Return every line of the listing below that contains the word "head". Matching is case-sensitive.

*** Dataset records ***

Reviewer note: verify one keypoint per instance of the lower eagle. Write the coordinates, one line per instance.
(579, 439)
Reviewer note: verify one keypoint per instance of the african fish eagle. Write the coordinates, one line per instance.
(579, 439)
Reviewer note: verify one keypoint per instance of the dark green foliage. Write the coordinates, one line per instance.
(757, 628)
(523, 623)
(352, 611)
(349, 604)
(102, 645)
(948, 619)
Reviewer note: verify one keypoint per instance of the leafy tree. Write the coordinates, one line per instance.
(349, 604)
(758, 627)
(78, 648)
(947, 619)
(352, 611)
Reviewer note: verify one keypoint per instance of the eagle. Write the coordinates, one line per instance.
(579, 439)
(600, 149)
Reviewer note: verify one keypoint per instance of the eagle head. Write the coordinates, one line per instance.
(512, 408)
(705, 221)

***
*** Dataset records ***

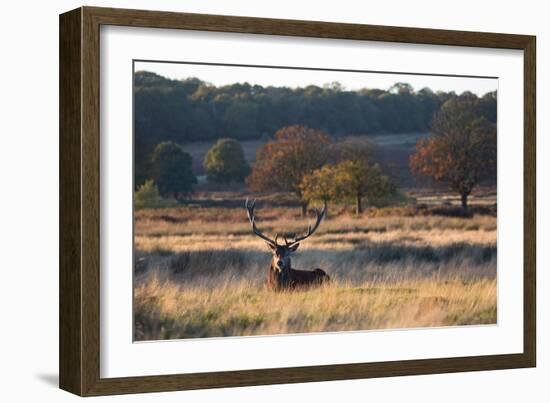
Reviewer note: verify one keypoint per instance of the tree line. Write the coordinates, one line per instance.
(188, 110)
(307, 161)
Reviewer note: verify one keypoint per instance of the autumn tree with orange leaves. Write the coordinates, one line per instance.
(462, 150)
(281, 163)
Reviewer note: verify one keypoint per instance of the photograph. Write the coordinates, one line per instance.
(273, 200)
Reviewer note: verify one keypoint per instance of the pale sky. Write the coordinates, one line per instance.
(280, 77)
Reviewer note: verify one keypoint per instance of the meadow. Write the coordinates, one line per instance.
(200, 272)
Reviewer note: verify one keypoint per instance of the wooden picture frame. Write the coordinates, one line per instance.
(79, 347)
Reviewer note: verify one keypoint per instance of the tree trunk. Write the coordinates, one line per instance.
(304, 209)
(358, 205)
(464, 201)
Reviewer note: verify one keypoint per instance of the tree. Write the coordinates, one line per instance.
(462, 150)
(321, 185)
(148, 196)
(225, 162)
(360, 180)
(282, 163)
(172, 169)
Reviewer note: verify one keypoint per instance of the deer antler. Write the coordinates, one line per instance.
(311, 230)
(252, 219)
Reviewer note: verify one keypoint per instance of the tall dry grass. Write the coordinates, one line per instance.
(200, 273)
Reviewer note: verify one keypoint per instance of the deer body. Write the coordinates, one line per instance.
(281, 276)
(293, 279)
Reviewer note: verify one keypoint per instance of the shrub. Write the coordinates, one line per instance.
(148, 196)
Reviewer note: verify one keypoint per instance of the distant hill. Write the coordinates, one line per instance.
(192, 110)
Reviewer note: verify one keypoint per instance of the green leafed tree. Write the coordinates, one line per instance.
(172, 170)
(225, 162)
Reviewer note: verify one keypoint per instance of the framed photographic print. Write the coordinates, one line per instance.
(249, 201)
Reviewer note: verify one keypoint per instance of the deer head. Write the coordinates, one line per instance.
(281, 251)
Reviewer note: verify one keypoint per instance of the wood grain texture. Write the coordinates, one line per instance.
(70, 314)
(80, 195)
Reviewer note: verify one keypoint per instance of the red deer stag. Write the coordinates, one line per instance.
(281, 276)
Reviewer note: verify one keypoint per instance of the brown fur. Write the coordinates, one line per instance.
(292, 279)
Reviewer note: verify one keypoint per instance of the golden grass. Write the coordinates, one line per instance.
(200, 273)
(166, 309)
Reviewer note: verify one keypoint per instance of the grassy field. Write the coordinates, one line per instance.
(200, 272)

***

Task solution:
Reviewer note: verify one keypoint per instance of the eagle head. Write the coordinates, one line per instance.
Reviewer note: verify one keypoint per instance of the deer head. Write the coordinates, one line per instance.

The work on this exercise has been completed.